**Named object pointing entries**
---

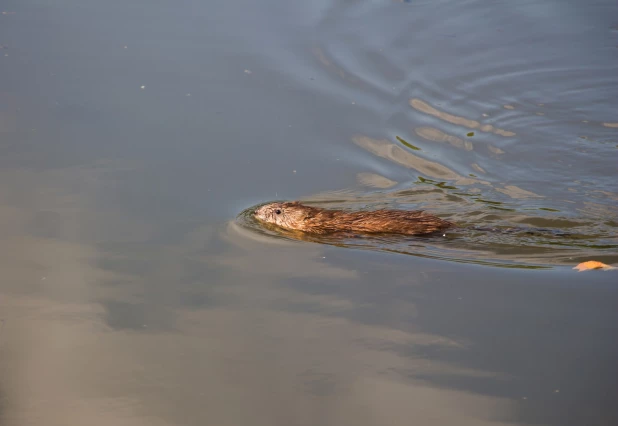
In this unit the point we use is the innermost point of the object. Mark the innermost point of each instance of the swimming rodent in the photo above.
(315, 220)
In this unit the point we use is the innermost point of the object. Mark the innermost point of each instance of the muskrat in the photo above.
(296, 216)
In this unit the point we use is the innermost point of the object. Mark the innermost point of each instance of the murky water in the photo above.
(135, 290)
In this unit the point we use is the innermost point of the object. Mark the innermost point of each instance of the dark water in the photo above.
(134, 134)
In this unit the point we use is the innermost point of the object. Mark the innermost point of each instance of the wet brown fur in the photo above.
(293, 215)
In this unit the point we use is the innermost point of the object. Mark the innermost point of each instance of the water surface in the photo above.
(132, 135)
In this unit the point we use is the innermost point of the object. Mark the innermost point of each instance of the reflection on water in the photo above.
(130, 295)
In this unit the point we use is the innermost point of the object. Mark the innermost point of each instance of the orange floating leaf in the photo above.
(592, 264)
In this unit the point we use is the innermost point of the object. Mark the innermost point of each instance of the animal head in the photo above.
(286, 215)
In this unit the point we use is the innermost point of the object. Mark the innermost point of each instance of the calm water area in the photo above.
(136, 135)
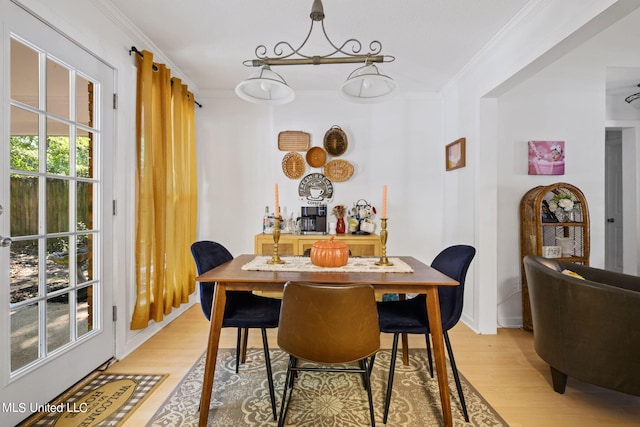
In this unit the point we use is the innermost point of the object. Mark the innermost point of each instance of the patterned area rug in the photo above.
(319, 399)
(103, 400)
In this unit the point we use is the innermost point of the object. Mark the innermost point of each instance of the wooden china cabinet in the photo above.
(548, 229)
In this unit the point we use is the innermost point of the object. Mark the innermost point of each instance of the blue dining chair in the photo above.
(410, 316)
(243, 309)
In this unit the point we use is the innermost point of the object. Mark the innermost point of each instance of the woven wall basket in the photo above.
(294, 140)
(338, 170)
(293, 165)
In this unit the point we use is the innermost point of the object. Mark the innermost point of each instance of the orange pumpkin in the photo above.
(329, 253)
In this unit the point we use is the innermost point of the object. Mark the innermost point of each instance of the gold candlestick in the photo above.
(275, 259)
(384, 261)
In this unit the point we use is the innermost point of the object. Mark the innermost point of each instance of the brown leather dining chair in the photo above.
(327, 325)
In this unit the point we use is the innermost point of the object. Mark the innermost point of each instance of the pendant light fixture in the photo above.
(634, 100)
(265, 87)
(364, 85)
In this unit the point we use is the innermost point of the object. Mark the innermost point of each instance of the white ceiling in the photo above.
(430, 39)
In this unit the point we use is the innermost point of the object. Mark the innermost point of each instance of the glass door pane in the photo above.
(53, 285)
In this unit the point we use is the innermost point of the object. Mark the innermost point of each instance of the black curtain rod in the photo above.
(137, 52)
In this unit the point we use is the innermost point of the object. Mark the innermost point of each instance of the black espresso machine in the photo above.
(313, 219)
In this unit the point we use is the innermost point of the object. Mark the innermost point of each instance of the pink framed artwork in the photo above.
(546, 157)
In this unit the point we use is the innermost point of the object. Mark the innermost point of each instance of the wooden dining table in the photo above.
(231, 277)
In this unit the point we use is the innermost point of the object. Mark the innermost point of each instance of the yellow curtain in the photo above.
(166, 193)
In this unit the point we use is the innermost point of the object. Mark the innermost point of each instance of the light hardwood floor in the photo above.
(504, 368)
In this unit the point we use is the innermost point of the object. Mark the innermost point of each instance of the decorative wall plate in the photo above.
(316, 157)
(335, 141)
(338, 170)
(293, 165)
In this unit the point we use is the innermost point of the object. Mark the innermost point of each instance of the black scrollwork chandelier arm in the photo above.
(285, 54)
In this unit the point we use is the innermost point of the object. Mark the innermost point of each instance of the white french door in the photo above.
(56, 321)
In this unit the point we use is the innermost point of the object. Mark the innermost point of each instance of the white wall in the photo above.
(565, 101)
(396, 143)
(546, 85)
(495, 103)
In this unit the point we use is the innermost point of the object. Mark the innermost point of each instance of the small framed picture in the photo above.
(455, 154)
(546, 157)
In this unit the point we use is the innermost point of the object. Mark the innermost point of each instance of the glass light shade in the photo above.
(265, 87)
(366, 85)
(634, 100)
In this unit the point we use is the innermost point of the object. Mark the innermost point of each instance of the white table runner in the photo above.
(354, 265)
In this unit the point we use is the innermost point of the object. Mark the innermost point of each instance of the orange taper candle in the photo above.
(384, 201)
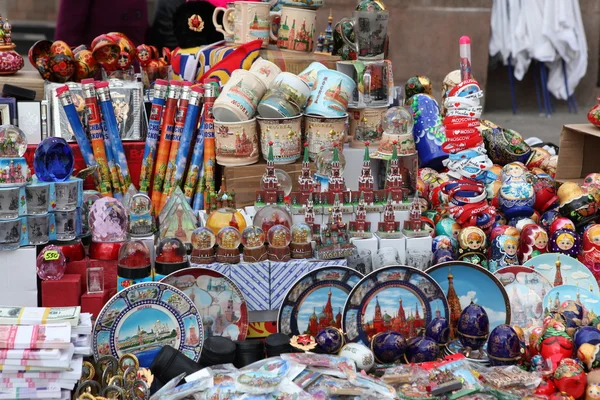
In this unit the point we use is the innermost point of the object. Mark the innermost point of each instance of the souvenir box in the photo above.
(382, 82)
(579, 146)
(128, 102)
(18, 286)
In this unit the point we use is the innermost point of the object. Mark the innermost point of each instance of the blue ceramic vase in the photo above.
(388, 347)
(504, 346)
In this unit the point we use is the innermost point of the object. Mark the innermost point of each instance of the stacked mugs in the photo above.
(282, 100)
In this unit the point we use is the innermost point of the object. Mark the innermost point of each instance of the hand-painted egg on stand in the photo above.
(504, 346)
(570, 378)
(439, 330)
(421, 349)
(388, 347)
(473, 328)
(329, 340)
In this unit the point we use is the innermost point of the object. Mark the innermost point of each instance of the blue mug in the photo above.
(331, 94)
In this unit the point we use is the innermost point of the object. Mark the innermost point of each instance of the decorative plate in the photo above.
(471, 282)
(397, 298)
(559, 294)
(526, 289)
(572, 271)
(316, 300)
(219, 301)
(143, 318)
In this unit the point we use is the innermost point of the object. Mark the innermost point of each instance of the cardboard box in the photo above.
(18, 286)
(579, 148)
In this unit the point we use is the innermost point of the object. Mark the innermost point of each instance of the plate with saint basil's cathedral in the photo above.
(316, 300)
(395, 298)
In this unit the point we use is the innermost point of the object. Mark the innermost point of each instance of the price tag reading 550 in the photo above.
(51, 255)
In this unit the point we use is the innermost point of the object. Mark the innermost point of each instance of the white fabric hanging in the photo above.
(563, 27)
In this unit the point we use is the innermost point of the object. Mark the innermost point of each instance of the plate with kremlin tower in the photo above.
(395, 298)
(463, 283)
(317, 300)
(561, 269)
(219, 301)
(143, 318)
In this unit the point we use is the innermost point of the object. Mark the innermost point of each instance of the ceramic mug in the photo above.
(239, 98)
(252, 21)
(236, 143)
(309, 4)
(228, 27)
(366, 125)
(266, 71)
(331, 94)
(286, 136)
(370, 33)
(309, 75)
(323, 133)
(297, 29)
(286, 97)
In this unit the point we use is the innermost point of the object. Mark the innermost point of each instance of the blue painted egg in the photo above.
(388, 347)
(330, 340)
(439, 330)
(473, 327)
(586, 334)
(421, 349)
(504, 346)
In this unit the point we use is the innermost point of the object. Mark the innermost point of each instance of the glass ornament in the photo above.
(279, 236)
(272, 215)
(283, 179)
(108, 220)
(253, 237)
(51, 263)
(229, 238)
(223, 217)
(203, 238)
(324, 160)
(53, 160)
(171, 250)
(301, 233)
(13, 142)
(134, 254)
(398, 121)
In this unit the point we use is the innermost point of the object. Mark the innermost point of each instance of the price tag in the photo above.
(51, 255)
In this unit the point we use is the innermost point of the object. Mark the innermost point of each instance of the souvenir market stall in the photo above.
(271, 216)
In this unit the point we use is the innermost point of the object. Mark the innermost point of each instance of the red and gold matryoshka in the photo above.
(534, 241)
(590, 256)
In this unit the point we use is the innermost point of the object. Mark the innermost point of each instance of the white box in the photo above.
(18, 286)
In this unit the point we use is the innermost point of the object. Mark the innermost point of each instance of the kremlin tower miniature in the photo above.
(271, 193)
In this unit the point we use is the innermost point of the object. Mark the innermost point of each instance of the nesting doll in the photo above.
(566, 242)
(590, 255)
(533, 242)
(516, 197)
(471, 246)
(504, 250)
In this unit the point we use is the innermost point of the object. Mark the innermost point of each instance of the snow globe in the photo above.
(323, 166)
(397, 127)
(253, 239)
(53, 160)
(171, 256)
(301, 246)
(203, 243)
(108, 223)
(14, 170)
(279, 237)
(223, 217)
(51, 263)
(272, 215)
(228, 241)
(134, 264)
(141, 221)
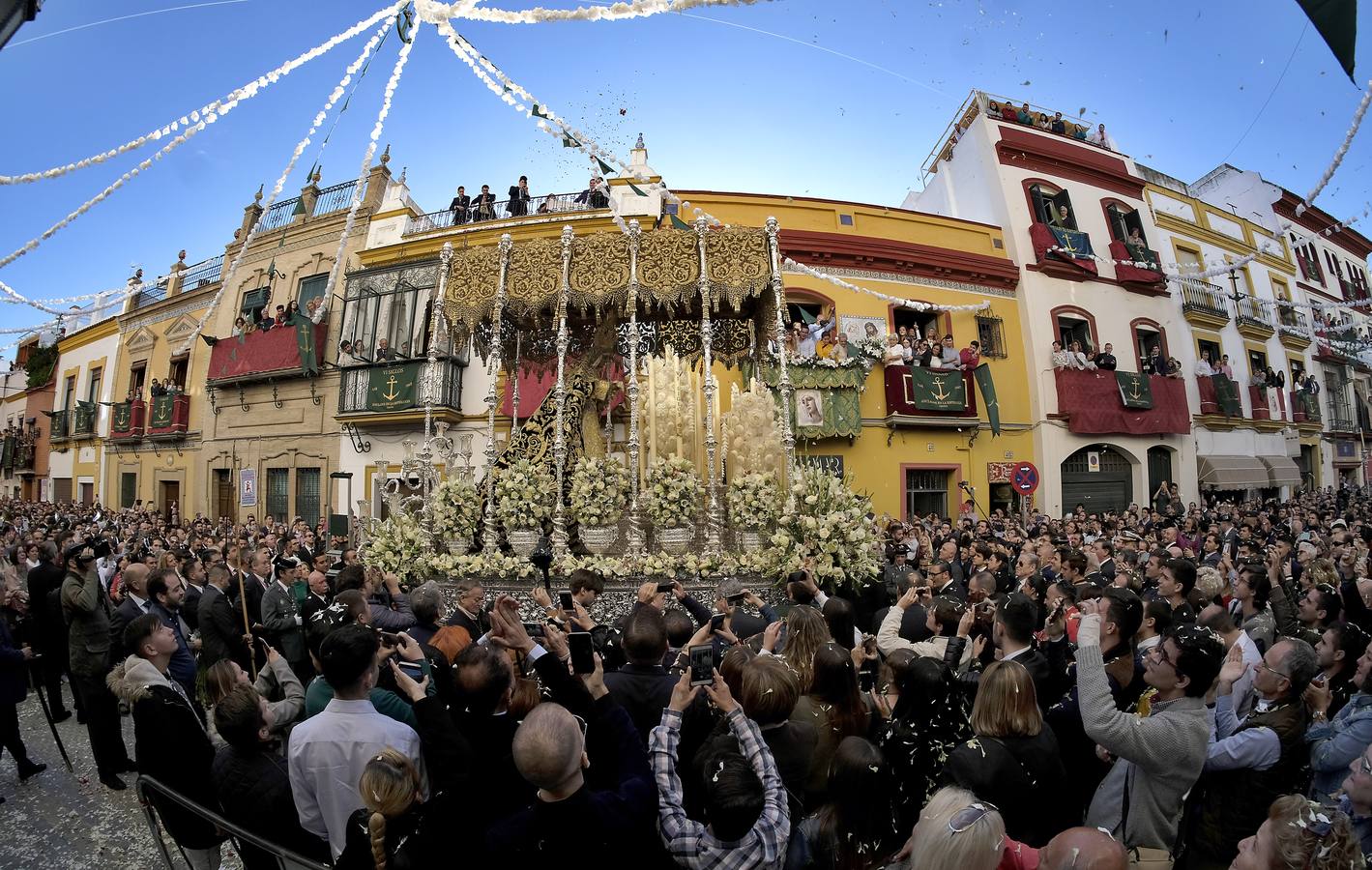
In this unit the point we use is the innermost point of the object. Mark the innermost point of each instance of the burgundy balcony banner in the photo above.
(1094, 405)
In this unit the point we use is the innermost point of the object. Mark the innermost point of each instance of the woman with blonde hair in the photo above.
(805, 633)
(1300, 834)
(956, 830)
(1012, 761)
(395, 829)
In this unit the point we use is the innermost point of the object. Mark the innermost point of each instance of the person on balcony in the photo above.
(1105, 360)
(517, 205)
(1061, 218)
(483, 208)
(1102, 139)
(460, 205)
(970, 356)
(1224, 368)
(893, 353)
(1204, 368)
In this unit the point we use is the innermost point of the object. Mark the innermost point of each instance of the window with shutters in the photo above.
(278, 493)
(307, 494)
(926, 491)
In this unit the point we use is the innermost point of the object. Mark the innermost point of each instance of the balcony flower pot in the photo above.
(598, 538)
(523, 541)
(675, 539)
(749, 539)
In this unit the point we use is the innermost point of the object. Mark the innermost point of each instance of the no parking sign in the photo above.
(1025, 478)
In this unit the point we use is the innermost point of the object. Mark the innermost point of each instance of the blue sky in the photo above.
(720, 103)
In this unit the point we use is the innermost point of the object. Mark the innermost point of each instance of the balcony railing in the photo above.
(500, 210)
(1254, 313)
(202, 274)
(1202, 297)
(169, 416)
(335, 198)
(396, 388)
(127, 420)
(82, 421)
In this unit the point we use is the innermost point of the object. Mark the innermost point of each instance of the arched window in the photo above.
(1051, 205)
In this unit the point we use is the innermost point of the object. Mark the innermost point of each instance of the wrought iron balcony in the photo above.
(1204, 298)
(500, 210)
(393, 388)
(61, 427)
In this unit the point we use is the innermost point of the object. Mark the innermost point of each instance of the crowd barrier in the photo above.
(147, 788)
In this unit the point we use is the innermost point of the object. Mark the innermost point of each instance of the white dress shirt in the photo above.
(327, 756)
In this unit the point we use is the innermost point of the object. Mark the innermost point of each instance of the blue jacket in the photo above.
(1333, 744)
(14, 681)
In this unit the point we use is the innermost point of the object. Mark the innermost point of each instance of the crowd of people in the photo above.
(1169, 685)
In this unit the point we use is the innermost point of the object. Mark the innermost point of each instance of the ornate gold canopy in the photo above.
(598, 271)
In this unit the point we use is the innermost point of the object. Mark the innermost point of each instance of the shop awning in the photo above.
(1282, 471)
(1232, 473)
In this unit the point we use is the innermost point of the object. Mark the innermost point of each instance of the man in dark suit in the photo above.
(942, 584)
(51, 637)
(221, 624)
(517, 205)
(134, 591)
(642, 686)
(14, 687)
(460, 205)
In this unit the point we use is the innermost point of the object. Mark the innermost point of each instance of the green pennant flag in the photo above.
(988, 395)
(1135, 390)
(305, 343)
(1227, 394)
(1338, 23)
(162, 408)
(123, 418)
(393, 388)
(937, 390)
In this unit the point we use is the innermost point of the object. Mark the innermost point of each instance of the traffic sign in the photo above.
(1025, 478)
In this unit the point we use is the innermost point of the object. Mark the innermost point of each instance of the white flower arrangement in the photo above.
(398, 545)
(524, 494)
(753, 501)
(829, 526)
(673, 493)
(455, 508)
(599, 490)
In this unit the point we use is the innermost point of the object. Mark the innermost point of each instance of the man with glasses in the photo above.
(1161, 751)
(1250, 762)
(1338, 739)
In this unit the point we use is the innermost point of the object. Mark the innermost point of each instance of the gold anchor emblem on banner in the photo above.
(940, 394)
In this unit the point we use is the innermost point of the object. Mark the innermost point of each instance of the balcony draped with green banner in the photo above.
(826, 399)
(394, 388)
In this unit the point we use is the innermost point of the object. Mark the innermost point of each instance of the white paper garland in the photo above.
(431, 12)
(1338, 156)
(219, 106)
(897, 301)
(226, 281)
(366, 166)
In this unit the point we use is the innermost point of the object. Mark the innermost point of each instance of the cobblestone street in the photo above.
(69, 821)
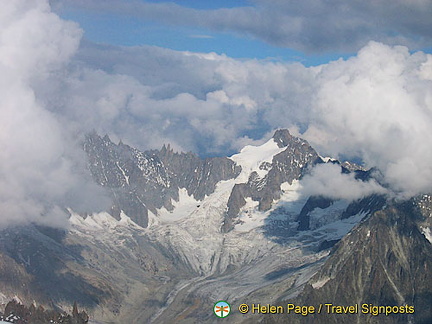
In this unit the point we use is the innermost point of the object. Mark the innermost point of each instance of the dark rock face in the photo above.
(312, 203)
(287, 166)
(141, 181)
(385, 260)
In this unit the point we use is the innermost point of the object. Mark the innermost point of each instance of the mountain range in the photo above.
(183, 232)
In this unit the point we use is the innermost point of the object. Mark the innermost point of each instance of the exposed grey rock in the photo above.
(287, 166)
(141, 181)
(384, 261)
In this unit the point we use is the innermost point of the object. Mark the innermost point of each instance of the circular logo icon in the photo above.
(221, 309)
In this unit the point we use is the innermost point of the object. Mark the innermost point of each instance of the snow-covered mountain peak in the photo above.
(256, 158)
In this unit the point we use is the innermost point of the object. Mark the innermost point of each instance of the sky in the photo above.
(352, 77)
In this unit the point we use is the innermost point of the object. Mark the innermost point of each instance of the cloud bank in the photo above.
(308, 25)
(37, 159)
(327, 180)
(54, 88)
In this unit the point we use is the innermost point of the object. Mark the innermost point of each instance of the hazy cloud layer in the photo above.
(39, 164)
(308, 25)
(53, 89)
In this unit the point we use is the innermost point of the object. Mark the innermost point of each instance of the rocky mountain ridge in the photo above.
(180, 235)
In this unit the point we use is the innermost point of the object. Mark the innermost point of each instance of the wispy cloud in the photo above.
(309, 25)
(376, 105)
(201, 36)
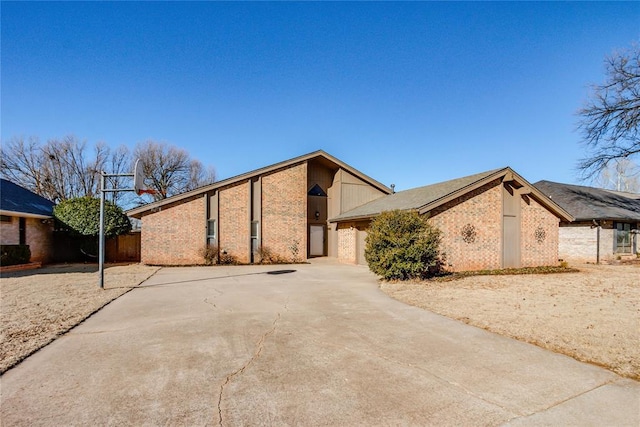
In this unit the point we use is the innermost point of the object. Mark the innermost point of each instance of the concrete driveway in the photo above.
(319, 346)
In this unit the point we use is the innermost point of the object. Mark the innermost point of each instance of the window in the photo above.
(623, 238)
(211, 232)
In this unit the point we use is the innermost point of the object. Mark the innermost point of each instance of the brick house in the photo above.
(491, 220)
(283, 208)
(605, 225)
(26, 219)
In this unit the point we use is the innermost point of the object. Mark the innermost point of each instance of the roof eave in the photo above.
(24, 214)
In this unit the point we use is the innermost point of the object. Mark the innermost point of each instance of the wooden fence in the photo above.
(125, 248)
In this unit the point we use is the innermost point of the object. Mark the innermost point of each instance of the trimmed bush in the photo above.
(82, 216)
(402, 245)
(14, 254)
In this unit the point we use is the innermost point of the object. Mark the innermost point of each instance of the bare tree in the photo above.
(61, 169)
(620, 175)
(610, 120)
(170, 170)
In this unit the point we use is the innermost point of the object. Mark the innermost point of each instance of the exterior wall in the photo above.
(578, 242)
(174, 235)
(346, 192)
(9, 232)
(539, 234)
(284, 211)
(471, 228)
(39, 237)
(234, 238)
(347, 243)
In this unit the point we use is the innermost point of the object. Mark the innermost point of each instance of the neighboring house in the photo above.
(491, 220)
(282, 209)
(26, 219)
(604, 222)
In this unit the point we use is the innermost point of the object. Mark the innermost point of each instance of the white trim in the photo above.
(24, 214)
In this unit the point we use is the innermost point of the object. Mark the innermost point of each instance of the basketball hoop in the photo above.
(138, 180)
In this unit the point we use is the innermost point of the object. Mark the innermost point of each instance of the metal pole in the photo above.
(101, 235)
(598, 243)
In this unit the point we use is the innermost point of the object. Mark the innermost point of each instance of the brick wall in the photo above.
(9, 231)
(234, 221)
(39, 237)
(174, 235)
(538, 234)
(284, 211)
(471, 228)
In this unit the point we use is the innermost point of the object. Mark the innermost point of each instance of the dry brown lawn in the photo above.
(36, 306)
(592, 315)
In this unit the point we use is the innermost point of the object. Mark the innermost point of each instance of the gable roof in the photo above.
(18, 201)
(424, 199)
(588, 203)
(319, 154)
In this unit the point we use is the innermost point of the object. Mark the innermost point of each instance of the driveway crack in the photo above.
(258, 349)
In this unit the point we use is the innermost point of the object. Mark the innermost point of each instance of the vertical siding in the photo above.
(578, 242)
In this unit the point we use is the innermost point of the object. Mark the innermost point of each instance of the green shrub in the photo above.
(267, 256)
(402, 245)
(82, 216)
(14, 254)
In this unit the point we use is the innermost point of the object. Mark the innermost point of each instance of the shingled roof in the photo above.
(588, 203)
(139, 212)
(424, 199)
(18, 201)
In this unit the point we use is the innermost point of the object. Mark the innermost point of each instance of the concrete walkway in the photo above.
(318, 346)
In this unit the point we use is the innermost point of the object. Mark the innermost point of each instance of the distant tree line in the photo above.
(68, 168)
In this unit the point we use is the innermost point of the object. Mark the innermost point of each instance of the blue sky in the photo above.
(408, 93)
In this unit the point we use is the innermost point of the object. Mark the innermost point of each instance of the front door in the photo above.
(316, 240)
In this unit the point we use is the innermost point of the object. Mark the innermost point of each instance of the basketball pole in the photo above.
(101, 238)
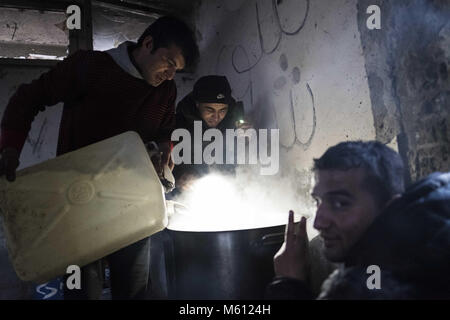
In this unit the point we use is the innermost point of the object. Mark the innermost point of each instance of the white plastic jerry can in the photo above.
(81, 206)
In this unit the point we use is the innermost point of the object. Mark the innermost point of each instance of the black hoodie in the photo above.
(186, 114)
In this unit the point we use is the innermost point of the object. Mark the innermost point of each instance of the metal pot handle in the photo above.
(271, 239)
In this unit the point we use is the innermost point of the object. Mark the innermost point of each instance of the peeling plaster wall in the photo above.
(297, 65)
(39, 146)
(27, 32)
(42, 141)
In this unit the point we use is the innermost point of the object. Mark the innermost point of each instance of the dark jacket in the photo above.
(409, 241)
(186, 114)
(100, 98)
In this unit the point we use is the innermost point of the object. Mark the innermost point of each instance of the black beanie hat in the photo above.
(212, 89)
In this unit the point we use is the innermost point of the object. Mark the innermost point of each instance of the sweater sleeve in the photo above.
(168, 124)
(283, 288)
(63, 82)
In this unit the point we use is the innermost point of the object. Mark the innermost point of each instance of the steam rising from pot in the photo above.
(222, 203)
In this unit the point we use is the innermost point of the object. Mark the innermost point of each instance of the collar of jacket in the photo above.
(122, 58)
(412, 233)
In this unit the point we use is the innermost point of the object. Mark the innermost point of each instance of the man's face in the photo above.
(212, 113)
(160, 65)
(345, 209)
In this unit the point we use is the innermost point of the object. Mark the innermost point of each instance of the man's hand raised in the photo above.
(292, 260)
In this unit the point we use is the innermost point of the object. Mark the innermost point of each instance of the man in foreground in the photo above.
(106, 94)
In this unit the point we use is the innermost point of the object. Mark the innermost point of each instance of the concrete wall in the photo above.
(39, 146)
(297, 65)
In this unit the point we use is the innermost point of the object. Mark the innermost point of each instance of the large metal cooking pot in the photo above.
(216, 265)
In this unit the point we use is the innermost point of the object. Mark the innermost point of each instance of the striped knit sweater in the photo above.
(100, 99)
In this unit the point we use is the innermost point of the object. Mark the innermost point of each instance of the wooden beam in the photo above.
(28, 62)
(82, 39)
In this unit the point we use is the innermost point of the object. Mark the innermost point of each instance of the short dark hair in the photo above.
(383, 166)
(167, 31)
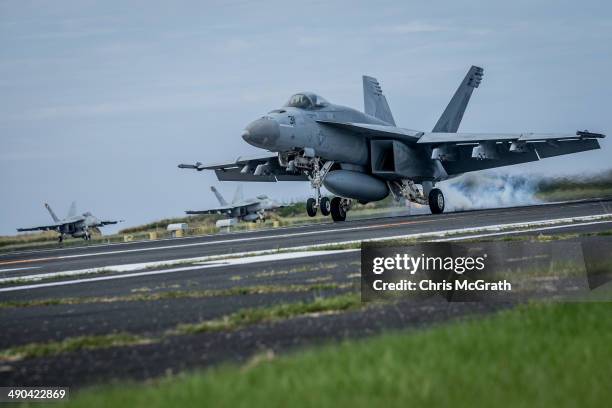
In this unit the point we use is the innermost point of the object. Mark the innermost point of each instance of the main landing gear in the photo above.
(337, 207)
(426, 195)
(436, 201)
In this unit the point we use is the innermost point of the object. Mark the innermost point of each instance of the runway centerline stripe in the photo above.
(243, 239)
(211, 264)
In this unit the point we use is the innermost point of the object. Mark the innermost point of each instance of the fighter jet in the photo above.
(364, 156)
(78, 226)
(251, 209)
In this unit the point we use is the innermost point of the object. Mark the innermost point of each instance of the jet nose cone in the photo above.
(262, 132)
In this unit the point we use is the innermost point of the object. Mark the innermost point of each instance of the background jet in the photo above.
(364, 156)
(78, 226)
(251, 209)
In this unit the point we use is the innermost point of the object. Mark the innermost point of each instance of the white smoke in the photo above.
(489, 190)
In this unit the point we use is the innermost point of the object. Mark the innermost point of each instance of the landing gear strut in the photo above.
(311, 207)
(325, 206)
(316, 176)
(436, 201)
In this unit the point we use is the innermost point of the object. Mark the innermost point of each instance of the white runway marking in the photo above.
(202, 265)
(19, 269)
(364, 227)
(446, 235)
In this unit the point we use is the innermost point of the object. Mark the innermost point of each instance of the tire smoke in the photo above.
(489, 190)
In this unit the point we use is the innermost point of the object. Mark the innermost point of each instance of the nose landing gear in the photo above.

---

**Written problem**
In the entries above, take the line containing "strut in the photo above." and each later line through the last, and repeat them exactly. Output nothing else.

**Exercise output**
In this unit the point we use is the innermost point of the object. Mark the innermost point of each instance of the landing gear strut in the photo above.
(311, 207)
(325, 206)
(316, 176)
(436, 201)
In this unit the point we use is the innermost point of the object. Mark the innermost point of each instance of the white runway marking in the photo above.
(202, 265)
(19, 269)
(364, 227)
(446, 235)
In this unit the point we use is the innermost point of the object. Mark the innermost point of each instance of the tire smoke in the photo above.
(489, 190)
In this unit the point we use is the innermost point of the object. Mark the innermost point of each instance of the nose landing gear in the photo above.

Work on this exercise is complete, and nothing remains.